_Source text_
+--

In signing the Soil Conservation and Domestic Allotment Act, I feel that I am approving a measure which helps to safeguard vital public interests not only for today, but for generations to come.
This legislation represents an attempt to develop, out of the far-reaching and partly emergency efforts under the Agricultural Adjustment Act, a long-time program for American agriculture.
The new law has three major objectives which are inseparably and of necessity linked with the national welfare. The first of these aims is conservation of the soil itself through wise and proper land use. The second purpose is the reestablishment and maintenance of farm income at fair levels so that the great gains made by agriculture in the past three years can be preserved and national recovery can continue. The third major objective is the protection of consumers by assuring adequate supplies of food and fibre now and in the future.
The Federal Government, with an annual expenditure far less than the actual yearly wastage of fertility by erosion in the past will make grants of money to farmers, conditioned upon actual evidence of good land use. Thus, in carrying out the soil conservation plan, there will be provided a positive incentive to and protection for those who voluntarily shift from soil-depleting surplus crops, such as cotton, corn, wheat and tobacco, into erosion-preventing and soil-building crops, such as grasses and legumes, of which there is no surplus. This will help to bring about and maintain a healthy supply-and-demand situation from farm commodities, and will have a beneficial effect on farm prices and farm income.
There will be no contracts with farmers. The program does not control individual production of individual farm commodities. The absence of production control may make impracticable the attainment of exact parity prices, as defined in the Agricultural Adjustment Act. Nevertheless, I am confident that the farmers, cooperating with the Government, will work hard within existing legal limitations to achieve the goal of the new law, which is parity not of farm prices, but of farm income. They and we have not abandoned and will not abandon the principle of equality for agriculture.

+--

_Dataset rows_
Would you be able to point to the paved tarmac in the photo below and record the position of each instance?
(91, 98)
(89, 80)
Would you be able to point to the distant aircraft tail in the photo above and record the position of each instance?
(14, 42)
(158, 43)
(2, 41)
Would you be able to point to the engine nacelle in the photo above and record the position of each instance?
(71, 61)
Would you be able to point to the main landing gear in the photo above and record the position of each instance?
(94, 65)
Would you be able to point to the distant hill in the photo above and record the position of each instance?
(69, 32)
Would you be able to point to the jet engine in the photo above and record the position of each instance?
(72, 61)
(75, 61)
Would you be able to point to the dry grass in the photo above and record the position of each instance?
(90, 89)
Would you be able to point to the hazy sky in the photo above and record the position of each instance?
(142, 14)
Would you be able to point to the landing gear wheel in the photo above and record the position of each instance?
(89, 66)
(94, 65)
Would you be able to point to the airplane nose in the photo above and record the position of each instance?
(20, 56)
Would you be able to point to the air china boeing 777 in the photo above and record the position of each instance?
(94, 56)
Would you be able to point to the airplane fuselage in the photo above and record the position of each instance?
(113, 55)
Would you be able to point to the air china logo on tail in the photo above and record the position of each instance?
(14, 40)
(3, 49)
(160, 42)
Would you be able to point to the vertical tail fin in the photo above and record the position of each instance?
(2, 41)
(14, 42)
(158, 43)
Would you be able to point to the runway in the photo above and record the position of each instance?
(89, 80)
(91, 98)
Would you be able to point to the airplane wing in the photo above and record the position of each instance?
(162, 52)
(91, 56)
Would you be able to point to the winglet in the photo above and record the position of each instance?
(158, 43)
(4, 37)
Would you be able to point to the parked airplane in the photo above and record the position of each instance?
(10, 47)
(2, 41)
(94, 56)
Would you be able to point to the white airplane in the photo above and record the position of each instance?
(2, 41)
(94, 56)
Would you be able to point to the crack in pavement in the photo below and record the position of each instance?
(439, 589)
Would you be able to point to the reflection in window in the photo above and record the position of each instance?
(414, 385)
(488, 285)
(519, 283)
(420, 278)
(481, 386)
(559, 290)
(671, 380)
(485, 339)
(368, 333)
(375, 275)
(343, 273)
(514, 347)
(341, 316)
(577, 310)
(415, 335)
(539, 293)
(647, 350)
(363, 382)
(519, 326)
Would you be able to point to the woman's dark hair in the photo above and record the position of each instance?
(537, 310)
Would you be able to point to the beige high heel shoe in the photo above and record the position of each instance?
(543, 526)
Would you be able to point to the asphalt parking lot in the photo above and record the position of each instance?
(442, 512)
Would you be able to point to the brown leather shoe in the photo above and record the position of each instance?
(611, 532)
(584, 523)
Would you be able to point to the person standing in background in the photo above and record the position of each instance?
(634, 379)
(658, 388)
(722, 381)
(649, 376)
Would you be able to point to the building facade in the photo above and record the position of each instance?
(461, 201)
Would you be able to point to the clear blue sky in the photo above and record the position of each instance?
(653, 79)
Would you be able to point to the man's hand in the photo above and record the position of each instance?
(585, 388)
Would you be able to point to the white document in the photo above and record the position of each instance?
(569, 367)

+--

_Task requirements_
(1) According to the signing statement, which crops count as erosion-preventing and soil-building?
(2) Return the passage of the signing statement that starts at the words "In signing the" and ends after the words "generations to come.".
(3) List every crop that the signing statement names as a soil-depleting surplus crop.
The entries come from a different source than the signing statement.

_Solutions below_
(1) Grasses and legumes.

(2)
In signing the Soil Conservation and Domestic Allotment Act, I feel that I am approving a measure which helps to safeguard vital public interests not only for today, but for generations to come.

(3) Cotton, corn, wheat, tobacco